Exercise directions:
Pick up the forum thread about the puzzling run time of a recursive list merge and keep writing from right after its last sentence.

Document section:
··········

CODEWITHSUNDEEP
pythontimetime-complexity
laklica
laklica

Reputation: 23

Why this strange execution time

I am using this sorting algorithm:

def merge(L,R):
    """Merge 2 sorted lists provided as input
    into a single sorted list
    """
    M = [] #Merged list, initially empty
    indL,indR = 0,0 #start indices
    nL,nR = len(L),len(R)

    #Add one element to M per iteration until an entire sublist
    #has been added
    for i in range(nL+nR):
        if L[indL]<R[indR]:
            M.append(L[indL])
            indL = indL + 1
            if indL>=nL:
                M.extend(R[indR:])
                break
        else:
            M.append(R[indR])
            indR = indR + 1
            if indR>=nR:
                M.extend(L[indL:])
                break
    return M

def func(L_all):

    if len(L_all)==1:
        return L_all[0] 
    else:
        L_all[-1] = merge(L_all[-2],L_all.pop())
        return func(L_all)

merge() is the classical merge algorithm in which, given two lists of sorted numbers, it merges them into a single sorted list, it has a linear complexity. An example of input is L_all = [[1,3],[2,4],[6,7]], a list of N sorted lists. The algorithm applies merge to the last elements of the list until there is just one element in the list, which is sorted. I have evaluated the execution time for different N, using constant length for the lists inside the list and I have obtained an unexpected pattern. The algorithm has a linear complexity but the execution time is constant, as you can see in the graph enter image description here

What could be the explanation of the fact that the execution time does not depend on N?.

··········

Extracted data:
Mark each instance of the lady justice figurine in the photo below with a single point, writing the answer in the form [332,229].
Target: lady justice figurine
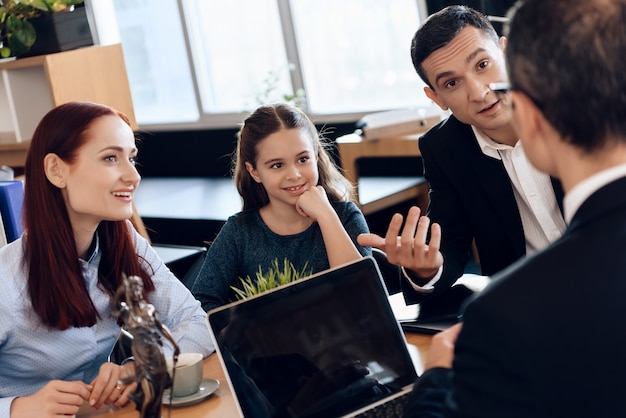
[140,321]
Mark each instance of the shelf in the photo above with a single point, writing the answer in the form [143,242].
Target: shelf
[30,87]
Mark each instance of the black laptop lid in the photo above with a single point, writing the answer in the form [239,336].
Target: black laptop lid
[323,346]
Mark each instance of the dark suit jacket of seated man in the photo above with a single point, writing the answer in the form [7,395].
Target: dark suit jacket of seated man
[545,338]
[472,198]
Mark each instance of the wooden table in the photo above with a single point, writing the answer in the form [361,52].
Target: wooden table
[221,404]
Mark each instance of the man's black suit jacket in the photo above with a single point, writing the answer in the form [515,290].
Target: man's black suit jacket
[546,338]
[471,197]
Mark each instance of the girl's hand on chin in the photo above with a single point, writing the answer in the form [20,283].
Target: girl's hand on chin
[313,203]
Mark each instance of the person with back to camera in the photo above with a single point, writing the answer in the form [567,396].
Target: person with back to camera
[556,349]
[482,186]
[59,279]
[296,206]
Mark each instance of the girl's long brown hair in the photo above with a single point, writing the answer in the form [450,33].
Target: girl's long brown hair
[56,286]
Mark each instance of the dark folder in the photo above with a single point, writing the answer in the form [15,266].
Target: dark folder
[11,201]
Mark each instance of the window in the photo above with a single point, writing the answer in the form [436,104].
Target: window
[199,63]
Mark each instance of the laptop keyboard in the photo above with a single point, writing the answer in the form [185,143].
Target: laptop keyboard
[394,408]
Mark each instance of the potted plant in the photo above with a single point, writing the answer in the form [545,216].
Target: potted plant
[273,278]
[17,32]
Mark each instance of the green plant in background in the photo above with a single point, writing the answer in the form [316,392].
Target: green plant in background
[275,277]
[17,34]
[269,91]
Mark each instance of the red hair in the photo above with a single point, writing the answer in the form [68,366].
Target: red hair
[56,285]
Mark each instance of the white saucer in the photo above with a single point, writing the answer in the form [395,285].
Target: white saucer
[207,387]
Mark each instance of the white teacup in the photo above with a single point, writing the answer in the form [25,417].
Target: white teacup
[188,374]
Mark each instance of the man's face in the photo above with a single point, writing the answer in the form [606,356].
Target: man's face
[460,74]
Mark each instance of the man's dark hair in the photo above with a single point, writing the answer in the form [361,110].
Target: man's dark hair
[441,28]
[568,57]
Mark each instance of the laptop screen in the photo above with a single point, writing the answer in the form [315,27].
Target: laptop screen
[323,346]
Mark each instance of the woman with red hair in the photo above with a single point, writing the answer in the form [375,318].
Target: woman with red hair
[59,279]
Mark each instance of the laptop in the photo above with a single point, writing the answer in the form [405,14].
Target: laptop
[324,346]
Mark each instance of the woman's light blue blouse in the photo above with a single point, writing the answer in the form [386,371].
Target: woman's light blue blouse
[31,354]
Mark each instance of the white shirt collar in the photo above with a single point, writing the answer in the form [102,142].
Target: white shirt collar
[579,193]
[488,146]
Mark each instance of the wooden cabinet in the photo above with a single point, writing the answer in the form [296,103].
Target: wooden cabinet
[30,87]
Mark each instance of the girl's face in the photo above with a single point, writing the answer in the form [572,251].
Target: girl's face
[100,184]
[286,165]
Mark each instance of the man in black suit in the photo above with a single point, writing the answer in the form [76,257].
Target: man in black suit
[482,188]
[546,338]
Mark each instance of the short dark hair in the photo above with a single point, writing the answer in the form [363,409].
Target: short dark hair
[568,57]
[441,28]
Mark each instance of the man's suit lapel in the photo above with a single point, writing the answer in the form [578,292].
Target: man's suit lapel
[498,190]
[558,192]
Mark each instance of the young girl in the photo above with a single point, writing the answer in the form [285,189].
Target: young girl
[296,206]
[60,278]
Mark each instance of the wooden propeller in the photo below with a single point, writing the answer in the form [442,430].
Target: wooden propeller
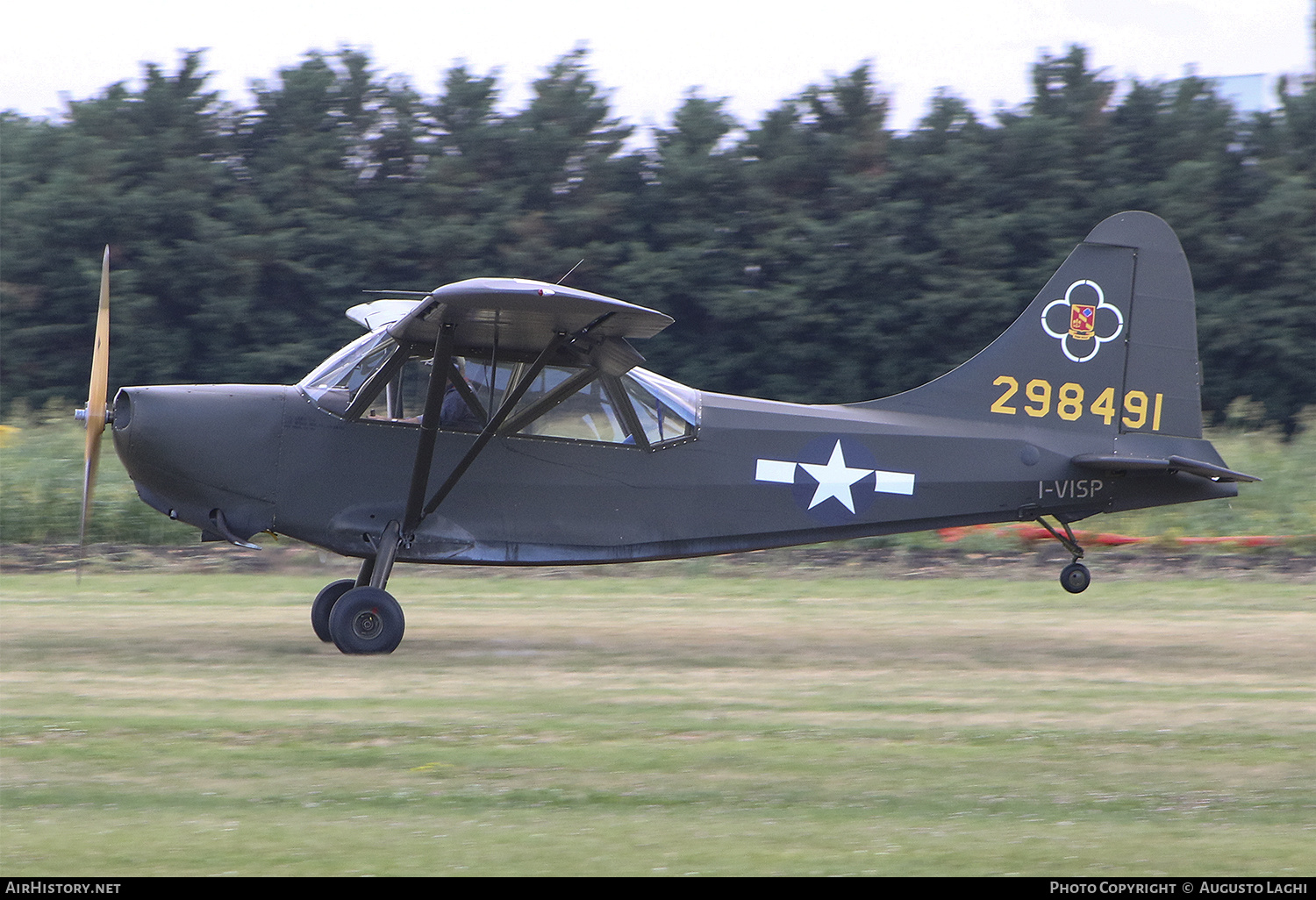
[97,403]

··········

Response for this exercise:
Upvotes: 0

Views: 72

Answers (1)

John Coleman
John Coleman

Reputation: 52008

You haven't shown your timing code, but the problem is likely to be that your func mutates the list L_all so that it becomes a list of length 1, containing a single sorted list. After the first call func(L_all) in timeit, all subsequent calls don't change L_all at all. Instead, they just instantly return L_all[0]. Rather than 100000 calls to L_all for each N in timeit , you are in effect just doing one real call for each N. Your timing code just shows that return L_all[0] is O(1), which is hardly surprising.

I would rewrite your code like this:

import functools, random, timeit

def func(L_all):
    return functools.reduce(merge,L_all)

for n in range(1,10):
    L = [sorted([random.randint(1,10) for _ in range(5)]) for _ in range(n)]
    print(timeit.timeit("func(L)",globals=globals()))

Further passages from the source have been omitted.